## [GOALS]
1. According to the fly fishing essay, why does the narrator avoid pumping fish stomachs too often?
2. From the fly fishing essay, return the passage starting at "Now I am going" and ending at "better than that?".

## [SOURCE PASSAGE]
A Question.

Can you catch eight or so fish and honestly claim that it wasn’t a good day’s fishing?

That probably sounds a dreadfully egotistical question and more so if the answer is yes, but actually on a recent trip to a local lake the answer was undoubtedly in the affirmative, I did catch eight fish and no it wasn’t a good day..

It is pretty much accepted that most of us go through various phases in our fly fishing lives. The sequence varies slightly from author to author but the general list looks something like this.

To catch a fish
To catch lots of fish
To catch big fish
To catch a specific fish
To catch fish in the way that you would like to.
To catch a specific fish in the way that you would like to.
The list probably goes on with variations of more species or specific fish such as trying to catch “Ol Bert” who lives next to the third pylon on the road bridge and has become a local legend. The permutations are endless really but pretty much all of us are in a “phase”.

Now I am going to add another, to catch a fish such that you think at least that you understand why you caught it. There is something soulful about doing this, even if it is a figment of one’s imagination. One of the reasons I don’t like to pump fish stomachs too often, the contents can ruin what was up to that point the perfectly happy illusion that I had cracked the code.

So for example you flip a perfect drift over a rising trout and he ignores your offering, you change patterns and still the fish simply rises to a natural next to your imitation. You persevere and notice some flying ants on the rocks. You switch to an ant pattern, the fish takes on the first pass and when you finally land it you pump its stomach only to find ants, ants and more ants, does piscatorial life get better than that?

There is a certain wholesomeness to that scenario, a closing of a circle, a combination of dexterity, skill, observation and deduction that takes fly fishing far above the level of throwing out a woolly bugger and dragging it back. Sort of Zen Buddhism versus WWF wrestling.

Just recently I visited a productive lake which I have fished three times now in close succession. Normally I would be drifting it with my mate and regular boat partner Mike, I have to take him as he owns half of the boat and will cough up for some of the petrol, but this time around he was tied up with work projects and unable, at the last minute, to make it.

Missed you Mike.

So I set off alone a two and a half hour drive arriving at the water in the pre-dawn, air temperature 3°C and set about pumping up the boat and sorting out the gear. Launching was only moderately more challenging than with two people and I was afloat and heading for the first drift within forty minutes or so.

My view and Mike’s view of boat fishing a lake is that one should first drift to find the fish, the wind was variable with some calm spells and it took a long while to locate even one fish. That taken on a hare’s ear nymph dragged behind the boat whilst changing position so it didn’t really count.

By lunch I had only that one fish despite flailing madly, changing lines from Di5 up to slow intermediate and back.  It is times like this that you get to truly value the benefits of a good boat partner and I am already realising that I shall have to apologise about the jibe in respect of owning half the boat. With two of you fishing, different sink rate lines, different flies and covering twice as much water is should be easier to find a concentration of fish, indeed I would suggest logarithmically easier. On my own I hadn’t found more than that odd one.

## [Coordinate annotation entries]

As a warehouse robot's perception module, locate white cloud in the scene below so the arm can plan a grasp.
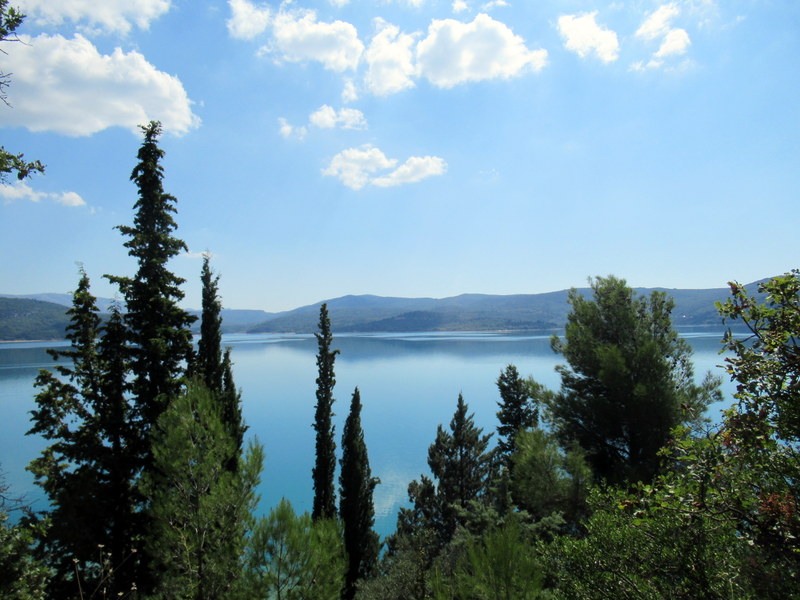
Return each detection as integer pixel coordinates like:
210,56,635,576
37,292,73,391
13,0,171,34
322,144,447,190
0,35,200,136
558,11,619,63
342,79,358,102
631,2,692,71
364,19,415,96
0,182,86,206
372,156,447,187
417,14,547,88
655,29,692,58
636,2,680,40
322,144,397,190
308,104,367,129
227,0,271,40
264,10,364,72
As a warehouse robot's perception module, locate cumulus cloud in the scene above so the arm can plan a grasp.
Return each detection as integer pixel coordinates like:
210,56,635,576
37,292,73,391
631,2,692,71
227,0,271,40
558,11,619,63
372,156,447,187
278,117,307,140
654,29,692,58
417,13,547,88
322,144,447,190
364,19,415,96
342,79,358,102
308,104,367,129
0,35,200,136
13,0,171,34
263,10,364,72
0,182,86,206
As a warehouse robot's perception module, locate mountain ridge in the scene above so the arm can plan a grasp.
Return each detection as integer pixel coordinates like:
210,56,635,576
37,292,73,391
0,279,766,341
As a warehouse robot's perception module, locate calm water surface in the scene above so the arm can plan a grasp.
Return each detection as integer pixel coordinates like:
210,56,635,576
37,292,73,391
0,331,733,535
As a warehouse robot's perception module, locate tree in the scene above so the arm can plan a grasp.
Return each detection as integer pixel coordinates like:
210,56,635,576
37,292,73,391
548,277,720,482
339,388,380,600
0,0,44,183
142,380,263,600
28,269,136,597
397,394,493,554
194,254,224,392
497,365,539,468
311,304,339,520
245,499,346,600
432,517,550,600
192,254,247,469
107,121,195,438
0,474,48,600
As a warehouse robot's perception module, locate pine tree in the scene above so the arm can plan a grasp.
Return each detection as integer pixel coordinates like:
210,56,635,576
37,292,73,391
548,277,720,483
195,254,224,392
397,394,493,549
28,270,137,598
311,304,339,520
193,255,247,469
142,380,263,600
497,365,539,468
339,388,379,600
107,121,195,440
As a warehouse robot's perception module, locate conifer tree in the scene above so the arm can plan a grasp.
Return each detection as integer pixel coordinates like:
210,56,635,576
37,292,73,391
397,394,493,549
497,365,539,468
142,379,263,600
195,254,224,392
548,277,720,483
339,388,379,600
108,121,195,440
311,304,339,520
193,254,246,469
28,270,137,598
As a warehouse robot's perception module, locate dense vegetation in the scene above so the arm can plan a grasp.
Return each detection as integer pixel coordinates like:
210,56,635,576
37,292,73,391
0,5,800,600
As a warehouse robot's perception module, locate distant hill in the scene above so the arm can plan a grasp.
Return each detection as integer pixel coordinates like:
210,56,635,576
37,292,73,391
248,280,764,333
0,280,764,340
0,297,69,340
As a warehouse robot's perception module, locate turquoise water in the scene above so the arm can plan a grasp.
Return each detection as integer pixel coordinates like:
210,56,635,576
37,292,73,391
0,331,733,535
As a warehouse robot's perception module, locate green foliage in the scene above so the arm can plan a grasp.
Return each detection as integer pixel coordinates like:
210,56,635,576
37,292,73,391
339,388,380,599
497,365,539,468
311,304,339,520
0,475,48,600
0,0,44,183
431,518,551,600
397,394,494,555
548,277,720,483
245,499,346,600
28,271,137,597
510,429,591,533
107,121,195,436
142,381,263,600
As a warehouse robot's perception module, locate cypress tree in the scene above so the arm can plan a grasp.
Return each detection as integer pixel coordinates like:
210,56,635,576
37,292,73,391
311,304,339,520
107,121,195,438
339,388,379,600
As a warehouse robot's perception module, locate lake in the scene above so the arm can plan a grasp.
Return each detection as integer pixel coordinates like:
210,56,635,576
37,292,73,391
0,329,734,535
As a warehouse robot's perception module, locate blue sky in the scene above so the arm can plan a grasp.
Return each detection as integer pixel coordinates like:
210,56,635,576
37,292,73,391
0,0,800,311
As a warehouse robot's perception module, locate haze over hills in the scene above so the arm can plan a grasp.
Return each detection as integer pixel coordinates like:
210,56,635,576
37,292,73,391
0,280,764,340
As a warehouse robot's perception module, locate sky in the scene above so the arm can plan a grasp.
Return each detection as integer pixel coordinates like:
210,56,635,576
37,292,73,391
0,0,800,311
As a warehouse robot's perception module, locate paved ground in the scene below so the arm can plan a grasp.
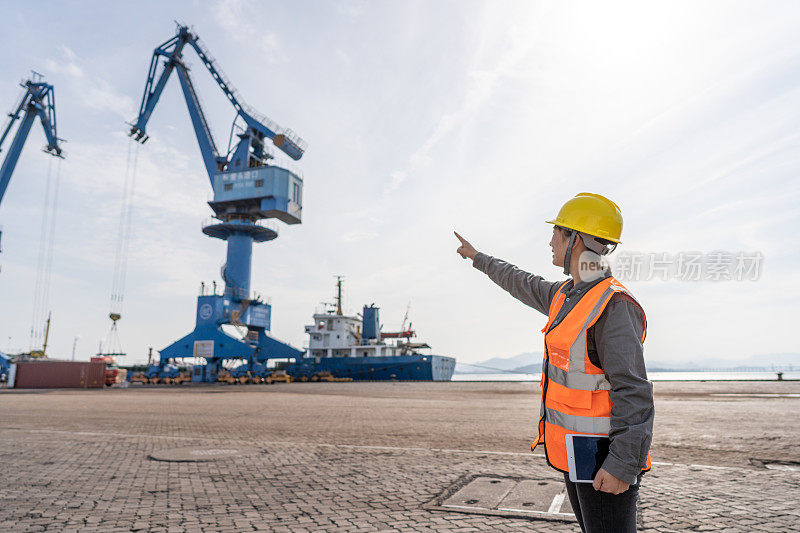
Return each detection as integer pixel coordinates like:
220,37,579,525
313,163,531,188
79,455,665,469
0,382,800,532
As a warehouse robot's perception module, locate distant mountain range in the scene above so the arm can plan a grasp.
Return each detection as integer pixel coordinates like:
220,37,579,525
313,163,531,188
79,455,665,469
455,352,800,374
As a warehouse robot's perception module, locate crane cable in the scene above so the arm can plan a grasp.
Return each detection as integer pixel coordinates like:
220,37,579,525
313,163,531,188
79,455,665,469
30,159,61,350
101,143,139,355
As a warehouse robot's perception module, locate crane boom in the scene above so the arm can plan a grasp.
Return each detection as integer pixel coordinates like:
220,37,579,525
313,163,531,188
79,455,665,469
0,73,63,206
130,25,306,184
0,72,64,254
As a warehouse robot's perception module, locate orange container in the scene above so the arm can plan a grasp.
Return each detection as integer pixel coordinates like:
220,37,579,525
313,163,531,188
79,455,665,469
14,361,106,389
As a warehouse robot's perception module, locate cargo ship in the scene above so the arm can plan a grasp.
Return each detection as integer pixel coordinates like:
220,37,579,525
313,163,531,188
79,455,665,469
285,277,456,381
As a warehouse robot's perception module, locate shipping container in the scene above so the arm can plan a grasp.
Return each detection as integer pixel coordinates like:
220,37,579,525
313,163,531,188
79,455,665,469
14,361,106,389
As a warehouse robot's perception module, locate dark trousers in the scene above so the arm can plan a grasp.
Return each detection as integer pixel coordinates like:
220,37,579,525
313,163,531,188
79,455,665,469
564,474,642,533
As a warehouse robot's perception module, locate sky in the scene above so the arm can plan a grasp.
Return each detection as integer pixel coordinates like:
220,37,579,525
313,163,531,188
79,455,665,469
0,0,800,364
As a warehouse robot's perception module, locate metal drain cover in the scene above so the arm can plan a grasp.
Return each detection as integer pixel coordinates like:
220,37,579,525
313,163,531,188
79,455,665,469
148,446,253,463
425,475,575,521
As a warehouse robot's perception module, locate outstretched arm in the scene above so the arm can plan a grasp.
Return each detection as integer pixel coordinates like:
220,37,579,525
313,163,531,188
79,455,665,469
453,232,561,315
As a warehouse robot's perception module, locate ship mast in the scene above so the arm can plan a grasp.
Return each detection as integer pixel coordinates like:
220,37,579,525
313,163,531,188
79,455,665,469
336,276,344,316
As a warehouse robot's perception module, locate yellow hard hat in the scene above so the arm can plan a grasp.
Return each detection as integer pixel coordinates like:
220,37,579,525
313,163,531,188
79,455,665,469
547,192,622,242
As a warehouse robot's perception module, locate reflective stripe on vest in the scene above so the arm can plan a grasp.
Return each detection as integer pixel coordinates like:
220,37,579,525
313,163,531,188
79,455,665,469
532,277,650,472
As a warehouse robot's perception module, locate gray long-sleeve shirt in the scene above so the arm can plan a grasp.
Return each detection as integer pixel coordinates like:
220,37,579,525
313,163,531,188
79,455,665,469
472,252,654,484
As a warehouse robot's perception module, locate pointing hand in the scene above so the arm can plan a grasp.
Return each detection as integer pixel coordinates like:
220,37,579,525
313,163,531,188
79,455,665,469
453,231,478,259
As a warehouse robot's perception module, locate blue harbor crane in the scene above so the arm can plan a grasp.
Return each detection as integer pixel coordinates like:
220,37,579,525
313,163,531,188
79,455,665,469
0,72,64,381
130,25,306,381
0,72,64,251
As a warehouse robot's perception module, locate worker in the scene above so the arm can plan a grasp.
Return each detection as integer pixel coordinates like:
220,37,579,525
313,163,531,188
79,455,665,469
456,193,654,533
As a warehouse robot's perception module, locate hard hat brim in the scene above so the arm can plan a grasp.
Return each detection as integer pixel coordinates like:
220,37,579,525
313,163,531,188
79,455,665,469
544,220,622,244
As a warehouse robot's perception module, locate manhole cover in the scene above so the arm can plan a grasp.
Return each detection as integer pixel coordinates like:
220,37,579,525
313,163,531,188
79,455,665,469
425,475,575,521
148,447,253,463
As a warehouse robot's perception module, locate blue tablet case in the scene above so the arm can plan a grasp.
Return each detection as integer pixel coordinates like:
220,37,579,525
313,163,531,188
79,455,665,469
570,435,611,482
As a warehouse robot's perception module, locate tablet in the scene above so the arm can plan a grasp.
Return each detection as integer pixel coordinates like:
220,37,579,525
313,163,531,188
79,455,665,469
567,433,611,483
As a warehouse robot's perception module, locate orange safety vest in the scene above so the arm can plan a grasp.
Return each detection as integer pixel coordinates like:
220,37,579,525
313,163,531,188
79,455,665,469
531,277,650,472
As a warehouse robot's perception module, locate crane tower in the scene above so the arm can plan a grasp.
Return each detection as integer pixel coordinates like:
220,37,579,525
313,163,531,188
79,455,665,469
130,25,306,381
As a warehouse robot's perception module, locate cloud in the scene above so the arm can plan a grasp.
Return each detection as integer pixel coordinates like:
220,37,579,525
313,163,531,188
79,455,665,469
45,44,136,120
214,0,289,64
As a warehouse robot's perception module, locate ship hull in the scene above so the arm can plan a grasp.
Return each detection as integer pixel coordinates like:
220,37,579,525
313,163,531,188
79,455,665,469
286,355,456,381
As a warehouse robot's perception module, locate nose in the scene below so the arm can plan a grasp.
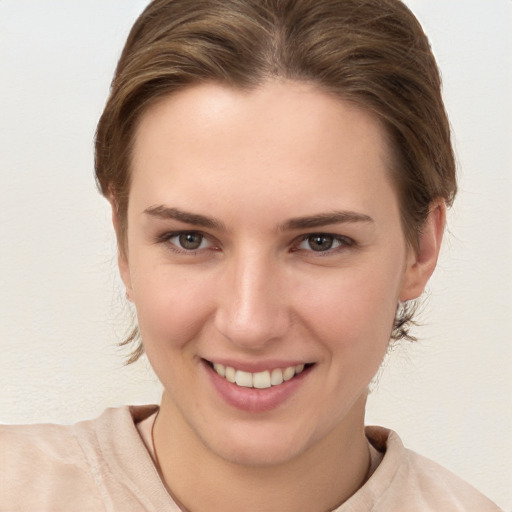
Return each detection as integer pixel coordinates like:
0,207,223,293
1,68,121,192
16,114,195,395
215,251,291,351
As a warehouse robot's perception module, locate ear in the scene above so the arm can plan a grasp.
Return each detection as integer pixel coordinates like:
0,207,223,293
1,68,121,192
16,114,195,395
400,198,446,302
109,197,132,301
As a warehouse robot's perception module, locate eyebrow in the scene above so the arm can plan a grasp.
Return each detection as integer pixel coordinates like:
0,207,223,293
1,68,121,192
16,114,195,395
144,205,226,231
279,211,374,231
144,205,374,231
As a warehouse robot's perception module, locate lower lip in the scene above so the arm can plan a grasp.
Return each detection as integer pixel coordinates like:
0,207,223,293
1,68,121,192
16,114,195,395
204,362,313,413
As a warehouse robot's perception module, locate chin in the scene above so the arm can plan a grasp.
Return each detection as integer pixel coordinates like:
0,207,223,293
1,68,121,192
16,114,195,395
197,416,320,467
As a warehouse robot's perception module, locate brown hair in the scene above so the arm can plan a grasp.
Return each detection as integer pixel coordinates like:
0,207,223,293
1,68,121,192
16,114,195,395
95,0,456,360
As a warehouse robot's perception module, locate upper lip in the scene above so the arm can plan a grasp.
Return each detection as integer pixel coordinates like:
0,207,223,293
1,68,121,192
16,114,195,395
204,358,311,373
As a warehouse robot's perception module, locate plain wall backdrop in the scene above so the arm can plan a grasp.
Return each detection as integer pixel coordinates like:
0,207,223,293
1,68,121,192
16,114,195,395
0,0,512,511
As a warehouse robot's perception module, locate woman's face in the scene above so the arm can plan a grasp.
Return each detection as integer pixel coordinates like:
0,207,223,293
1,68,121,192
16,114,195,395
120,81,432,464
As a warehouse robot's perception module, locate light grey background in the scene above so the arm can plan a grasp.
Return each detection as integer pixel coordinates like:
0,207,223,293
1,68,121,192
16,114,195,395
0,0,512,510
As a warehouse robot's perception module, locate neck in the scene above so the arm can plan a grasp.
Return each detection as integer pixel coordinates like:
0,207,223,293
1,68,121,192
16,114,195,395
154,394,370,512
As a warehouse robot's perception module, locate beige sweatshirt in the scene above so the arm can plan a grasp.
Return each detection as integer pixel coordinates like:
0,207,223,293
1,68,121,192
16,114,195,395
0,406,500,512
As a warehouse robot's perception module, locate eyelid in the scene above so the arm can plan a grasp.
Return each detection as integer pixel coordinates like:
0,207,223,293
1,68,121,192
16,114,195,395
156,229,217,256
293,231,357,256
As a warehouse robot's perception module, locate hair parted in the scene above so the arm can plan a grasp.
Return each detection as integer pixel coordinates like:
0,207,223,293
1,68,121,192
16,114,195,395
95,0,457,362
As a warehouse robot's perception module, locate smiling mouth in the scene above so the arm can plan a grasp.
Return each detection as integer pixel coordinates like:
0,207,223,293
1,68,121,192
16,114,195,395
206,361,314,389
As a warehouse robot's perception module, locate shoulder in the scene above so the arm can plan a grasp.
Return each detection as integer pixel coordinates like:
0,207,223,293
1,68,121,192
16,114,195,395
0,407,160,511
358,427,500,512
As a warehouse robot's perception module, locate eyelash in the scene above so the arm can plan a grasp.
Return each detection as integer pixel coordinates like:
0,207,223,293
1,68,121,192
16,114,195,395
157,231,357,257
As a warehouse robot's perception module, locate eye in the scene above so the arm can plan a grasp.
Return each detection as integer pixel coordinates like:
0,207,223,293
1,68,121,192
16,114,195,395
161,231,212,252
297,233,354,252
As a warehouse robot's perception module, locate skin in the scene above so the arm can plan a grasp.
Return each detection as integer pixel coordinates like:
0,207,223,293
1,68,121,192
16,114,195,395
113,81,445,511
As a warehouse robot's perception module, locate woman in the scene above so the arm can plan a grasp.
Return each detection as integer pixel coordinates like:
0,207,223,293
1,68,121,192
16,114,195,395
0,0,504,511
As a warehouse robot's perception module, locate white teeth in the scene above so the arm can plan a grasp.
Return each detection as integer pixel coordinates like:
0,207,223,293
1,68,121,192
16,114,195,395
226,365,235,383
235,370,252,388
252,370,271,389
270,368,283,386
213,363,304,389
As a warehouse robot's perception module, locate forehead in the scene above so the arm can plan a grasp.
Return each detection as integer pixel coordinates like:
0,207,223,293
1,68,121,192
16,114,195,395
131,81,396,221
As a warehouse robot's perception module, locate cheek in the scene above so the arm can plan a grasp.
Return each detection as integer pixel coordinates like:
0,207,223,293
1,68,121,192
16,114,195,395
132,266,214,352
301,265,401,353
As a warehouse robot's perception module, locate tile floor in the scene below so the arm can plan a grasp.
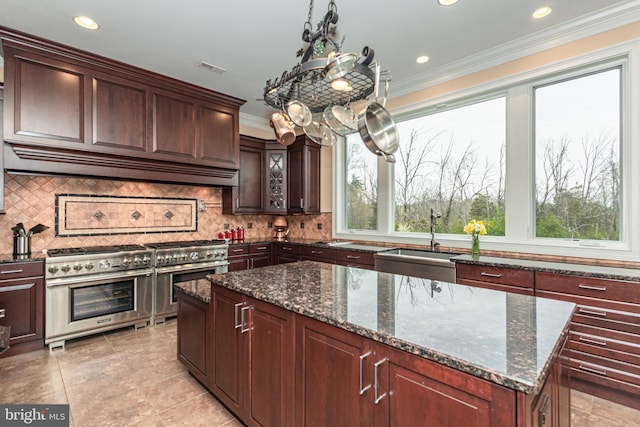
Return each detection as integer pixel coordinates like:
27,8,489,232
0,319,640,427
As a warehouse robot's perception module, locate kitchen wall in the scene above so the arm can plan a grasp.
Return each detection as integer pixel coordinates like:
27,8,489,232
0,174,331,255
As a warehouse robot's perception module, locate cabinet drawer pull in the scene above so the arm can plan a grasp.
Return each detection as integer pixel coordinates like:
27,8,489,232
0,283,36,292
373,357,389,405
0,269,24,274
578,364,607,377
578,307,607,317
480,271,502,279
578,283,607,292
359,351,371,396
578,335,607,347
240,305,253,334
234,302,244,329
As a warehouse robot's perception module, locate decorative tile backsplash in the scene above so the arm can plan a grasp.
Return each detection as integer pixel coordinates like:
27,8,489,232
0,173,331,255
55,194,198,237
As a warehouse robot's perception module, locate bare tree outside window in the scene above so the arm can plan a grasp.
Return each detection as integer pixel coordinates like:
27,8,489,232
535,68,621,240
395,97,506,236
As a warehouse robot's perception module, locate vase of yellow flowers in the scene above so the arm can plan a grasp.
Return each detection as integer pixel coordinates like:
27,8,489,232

## [WORKED SOLUTIONS]
1. The stomach contents can ruin the happy illusion, held until that moment, that the narrator had cracked the code and understood why the fish was caught.

2.
Now I am going to add another, to catch a fish such that you think at least that you understand why you caught it. There is something soulful about doing this, even if it is a figment of one’s imagination. One of the reasons I don’t like to pump fish stomachs too often, the contents can ruin what was up to that point the perfectly happy illusion that I had cracked the code.

So for example you flip a perfect drift over a rising trout and he ignores your offering, you change patterns and still the fish simply rises to a natural next to your imitation. You persevere and notice some flying ants on the rocks. You switch to an ant pattern, the fish takes on the first pass and when you finally land it you pump its stomach only to find ants, ants and more ants, does piscatorial life get better than that?